Return the data word for word, starting at the very beginning and going on through the line that contains "x=334, y=11", with both ends included. Leave the pictures out of your answer.

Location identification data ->
+ + + +

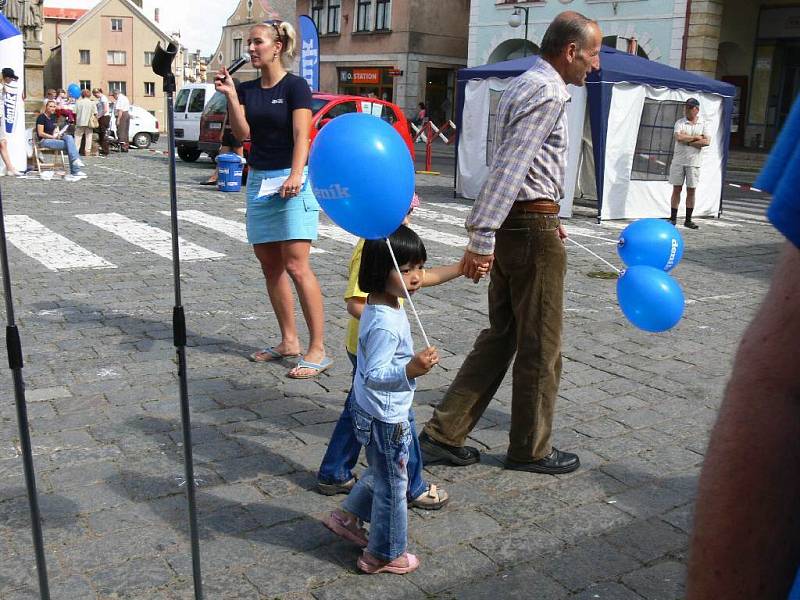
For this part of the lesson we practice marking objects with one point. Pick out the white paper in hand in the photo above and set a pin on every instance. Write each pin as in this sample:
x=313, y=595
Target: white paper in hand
x=272, y=185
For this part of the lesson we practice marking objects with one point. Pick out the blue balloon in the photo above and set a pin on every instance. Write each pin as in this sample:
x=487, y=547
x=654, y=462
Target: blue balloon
x=652, y=242
x=649, y=298
x=362, y=174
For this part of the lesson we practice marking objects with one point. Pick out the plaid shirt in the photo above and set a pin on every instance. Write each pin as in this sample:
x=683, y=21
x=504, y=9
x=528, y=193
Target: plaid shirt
x=530, y=155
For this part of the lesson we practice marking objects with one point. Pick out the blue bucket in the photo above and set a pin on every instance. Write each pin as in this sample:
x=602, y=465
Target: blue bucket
x=229, y=170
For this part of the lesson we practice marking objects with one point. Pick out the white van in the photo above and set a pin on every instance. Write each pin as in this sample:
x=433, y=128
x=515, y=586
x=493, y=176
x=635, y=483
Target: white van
x=143, y=127
x=189, y=104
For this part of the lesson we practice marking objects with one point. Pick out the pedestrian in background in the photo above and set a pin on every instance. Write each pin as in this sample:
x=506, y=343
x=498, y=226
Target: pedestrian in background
x=122, y=107
x=103, y=120
x=85, y=121
x=691, y=136
x=518, y=209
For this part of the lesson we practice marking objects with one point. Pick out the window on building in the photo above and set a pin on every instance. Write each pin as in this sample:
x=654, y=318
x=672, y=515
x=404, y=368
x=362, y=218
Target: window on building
x=118, y=86
x=116, y=57
x=316, y=13
x=362, y=14
x=654, y=144
x=383, y=14
x=198, y=101
x=494, y=103
x=334, y=11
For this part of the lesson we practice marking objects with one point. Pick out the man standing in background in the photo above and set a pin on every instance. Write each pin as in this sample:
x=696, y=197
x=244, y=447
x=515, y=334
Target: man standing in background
x=691, y=136
x=121, y=111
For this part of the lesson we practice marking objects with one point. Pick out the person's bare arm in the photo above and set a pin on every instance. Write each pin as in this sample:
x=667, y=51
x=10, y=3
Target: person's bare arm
x=746, y=541
x=437, y=275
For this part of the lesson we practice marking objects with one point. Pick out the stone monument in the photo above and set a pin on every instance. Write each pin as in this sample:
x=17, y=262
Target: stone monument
x=27, y=16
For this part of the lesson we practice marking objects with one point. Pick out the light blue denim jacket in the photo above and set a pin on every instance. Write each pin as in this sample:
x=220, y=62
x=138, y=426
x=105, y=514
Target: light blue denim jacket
x=385, y=347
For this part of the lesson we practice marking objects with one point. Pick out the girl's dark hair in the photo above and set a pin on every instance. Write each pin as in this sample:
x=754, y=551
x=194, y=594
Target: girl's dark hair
x=376, y=262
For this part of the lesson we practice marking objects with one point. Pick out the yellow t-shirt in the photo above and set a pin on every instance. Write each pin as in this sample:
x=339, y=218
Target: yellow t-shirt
x=353, y=291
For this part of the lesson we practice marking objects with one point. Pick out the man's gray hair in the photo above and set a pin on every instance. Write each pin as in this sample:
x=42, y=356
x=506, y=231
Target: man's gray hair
x=567, y=28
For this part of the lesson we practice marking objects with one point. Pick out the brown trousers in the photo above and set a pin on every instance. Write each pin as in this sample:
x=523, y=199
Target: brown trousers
x=526, y=298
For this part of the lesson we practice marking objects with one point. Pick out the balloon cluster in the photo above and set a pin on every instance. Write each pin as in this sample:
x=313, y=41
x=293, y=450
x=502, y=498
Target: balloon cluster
x=648, y=296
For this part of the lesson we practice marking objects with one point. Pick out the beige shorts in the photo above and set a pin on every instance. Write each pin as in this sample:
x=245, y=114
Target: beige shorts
x=680, y=173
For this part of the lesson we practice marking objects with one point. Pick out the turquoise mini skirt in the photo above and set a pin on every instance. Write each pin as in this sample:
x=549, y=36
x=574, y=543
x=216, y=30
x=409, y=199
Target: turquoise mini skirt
x=275, y=219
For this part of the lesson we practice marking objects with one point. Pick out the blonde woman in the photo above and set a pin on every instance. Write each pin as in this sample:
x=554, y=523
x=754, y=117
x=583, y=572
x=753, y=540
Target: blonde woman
x=85, y=109
x=274, y=112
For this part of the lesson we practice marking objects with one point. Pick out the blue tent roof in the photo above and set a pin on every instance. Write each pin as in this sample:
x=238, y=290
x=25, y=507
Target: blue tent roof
x=615, y=66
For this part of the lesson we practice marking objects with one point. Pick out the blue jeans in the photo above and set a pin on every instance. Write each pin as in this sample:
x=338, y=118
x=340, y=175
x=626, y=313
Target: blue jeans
x=343, y=450
x=67, y=142
x=379, y=497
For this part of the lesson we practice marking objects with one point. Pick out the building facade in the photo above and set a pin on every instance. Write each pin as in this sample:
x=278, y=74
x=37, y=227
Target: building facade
x=56, y=22
x=111, y=47
x=233, y=42
x=405, y=51
x=752, y=44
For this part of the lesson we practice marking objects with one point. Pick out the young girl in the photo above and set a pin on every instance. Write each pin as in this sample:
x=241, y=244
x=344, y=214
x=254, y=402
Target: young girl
x=335, y=475
x=383, y=389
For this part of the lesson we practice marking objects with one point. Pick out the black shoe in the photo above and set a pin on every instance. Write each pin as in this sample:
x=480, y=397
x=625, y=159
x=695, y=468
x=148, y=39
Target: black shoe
x=555, y=463
x=433, y=452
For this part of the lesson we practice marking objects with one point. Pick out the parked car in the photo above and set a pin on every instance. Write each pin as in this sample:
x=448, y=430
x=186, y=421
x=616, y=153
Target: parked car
x=189, y=104
x=143, y=129
x=324, y=107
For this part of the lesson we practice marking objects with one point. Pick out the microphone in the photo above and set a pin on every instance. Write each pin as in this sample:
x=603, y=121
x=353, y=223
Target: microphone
x=236, y=65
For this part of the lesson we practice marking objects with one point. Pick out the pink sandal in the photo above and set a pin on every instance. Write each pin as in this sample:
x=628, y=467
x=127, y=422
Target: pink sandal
x=347, y=528
x=405, y=563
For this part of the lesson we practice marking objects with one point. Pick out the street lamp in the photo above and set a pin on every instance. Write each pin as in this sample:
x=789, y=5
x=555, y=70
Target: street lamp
x=515, y=20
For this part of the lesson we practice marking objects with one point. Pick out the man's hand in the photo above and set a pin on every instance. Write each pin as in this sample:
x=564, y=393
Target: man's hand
x=422, y=362
x=475, y=266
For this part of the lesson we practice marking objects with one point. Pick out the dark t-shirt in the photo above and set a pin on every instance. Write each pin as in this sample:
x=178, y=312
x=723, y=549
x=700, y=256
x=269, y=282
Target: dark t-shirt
x=269, y=114
x=49, y=124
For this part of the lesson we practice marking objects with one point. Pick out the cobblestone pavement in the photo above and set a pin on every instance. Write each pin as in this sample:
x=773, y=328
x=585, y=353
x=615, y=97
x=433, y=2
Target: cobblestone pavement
x=103, y=400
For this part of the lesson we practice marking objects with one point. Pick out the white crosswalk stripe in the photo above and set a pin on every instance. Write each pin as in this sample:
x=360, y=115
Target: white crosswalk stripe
x=147, y=237
x=51, y=249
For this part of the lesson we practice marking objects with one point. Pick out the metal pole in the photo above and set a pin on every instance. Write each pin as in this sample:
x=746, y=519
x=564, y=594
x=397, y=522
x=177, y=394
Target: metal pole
x=14, y=348
x=162, y=62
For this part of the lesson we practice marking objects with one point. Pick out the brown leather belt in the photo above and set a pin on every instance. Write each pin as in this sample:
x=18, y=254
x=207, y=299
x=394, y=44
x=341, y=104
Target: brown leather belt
x=544, y=207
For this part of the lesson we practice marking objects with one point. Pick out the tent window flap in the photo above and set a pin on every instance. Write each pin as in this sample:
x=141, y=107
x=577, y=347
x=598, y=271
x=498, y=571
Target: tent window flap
x=654, y=143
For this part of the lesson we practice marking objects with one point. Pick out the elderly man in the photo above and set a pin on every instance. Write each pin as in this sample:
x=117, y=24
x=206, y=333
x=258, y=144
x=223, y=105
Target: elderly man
x=122, y=107
x=514, y=229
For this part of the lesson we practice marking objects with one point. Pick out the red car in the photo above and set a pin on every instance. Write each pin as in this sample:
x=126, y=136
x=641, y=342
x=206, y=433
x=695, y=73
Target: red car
x=324, y=107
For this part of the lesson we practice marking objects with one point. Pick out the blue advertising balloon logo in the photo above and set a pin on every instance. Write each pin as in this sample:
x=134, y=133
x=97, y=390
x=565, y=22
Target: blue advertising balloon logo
x=652, y=242
x=649, y=298
x=362, y=174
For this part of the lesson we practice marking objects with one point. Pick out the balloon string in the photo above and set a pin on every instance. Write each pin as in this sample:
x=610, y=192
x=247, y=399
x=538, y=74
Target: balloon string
x=408, y=296
x=593, y=254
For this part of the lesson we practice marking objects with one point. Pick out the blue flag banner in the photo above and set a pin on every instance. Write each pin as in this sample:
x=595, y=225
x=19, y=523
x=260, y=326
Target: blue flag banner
x=309, y=52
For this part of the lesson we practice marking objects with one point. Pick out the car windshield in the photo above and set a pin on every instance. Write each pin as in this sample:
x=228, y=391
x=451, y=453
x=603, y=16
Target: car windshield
x=317, y=104
x=218, y=105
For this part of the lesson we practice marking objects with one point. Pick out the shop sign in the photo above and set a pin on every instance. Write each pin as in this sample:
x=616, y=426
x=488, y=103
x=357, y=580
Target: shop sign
x=360, y=76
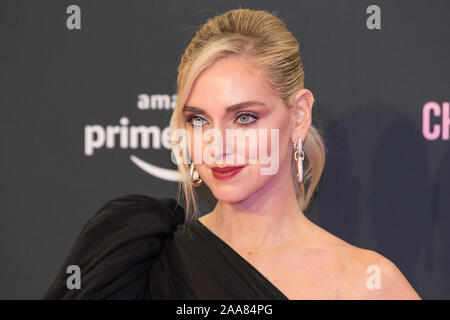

+ + + +

Exercise result ->
For this part of the lesson we practice marking objects with one point. Pick out the white paper in hand in the photo above and set a pin on every instance. Write each pin as in this sample:
x=313, y=595
Target: white paper in hand
x=272, y=185
For this part of the lesson we practice marking objects with one point. Pick out the blue balloon in the photo above and set a pin on every instance. Write each pin as in this sample:
x=487, y=547
x=654, y=462
Target: blue balloon
x=652, y=242
x=649, y=298
x=362, y=174
For this part of the lesson we practice marking objects with one point. Pick out the plaid shirt in the photo above and set a pin on every instance. Write each pin as in this sample:
x=683, y=21
x=504, y=9
x=528, y=193
Target: plaid shirt
x=530, y=155
For this part of the lesson we practice marking objects with one point. Pick out the blue bucket in the photo above and set a pin on every instance. Write each pin as in this sample:
x=602, y=465
Target: blue bucket
x=229, y=170
For this part of the lesson we practice marking objects with one point. Pick out the white van in the photo above and set a pin on every instance. Write each pin as in this sample:
x=433, y=128
x=515, y=586
x=493, y=176
x=635, y=483
Target: white van
x=143, y=127
x=189, y=104
For this part of the lesson we practice marking objects with one point. Pick out the pedestrian in background in the photo above and set a pin on every instance. Write each pin as in this sample:
x=506, y=343
x=498, y=226
Target: pedestrian in background
x=122, y=107
x=103, y=120
x=85, y=121
x=691, y=136
x=518, y=209
For this part of the lesson we practice marking objects with one point. Pick out the window on building in the photo above and set a pin on every instance. Write each pin as in this sample:
x=654, y=318
x=672, y=515
x=404, y=368
x=362, y=218
Target: window on building
x=118, y=86
x=116, y=57
x=316, y=13
x=362, y=14
x=654, y=144
x=383, y=14
x=198, y=101
x=494, y=103
x=334, y=11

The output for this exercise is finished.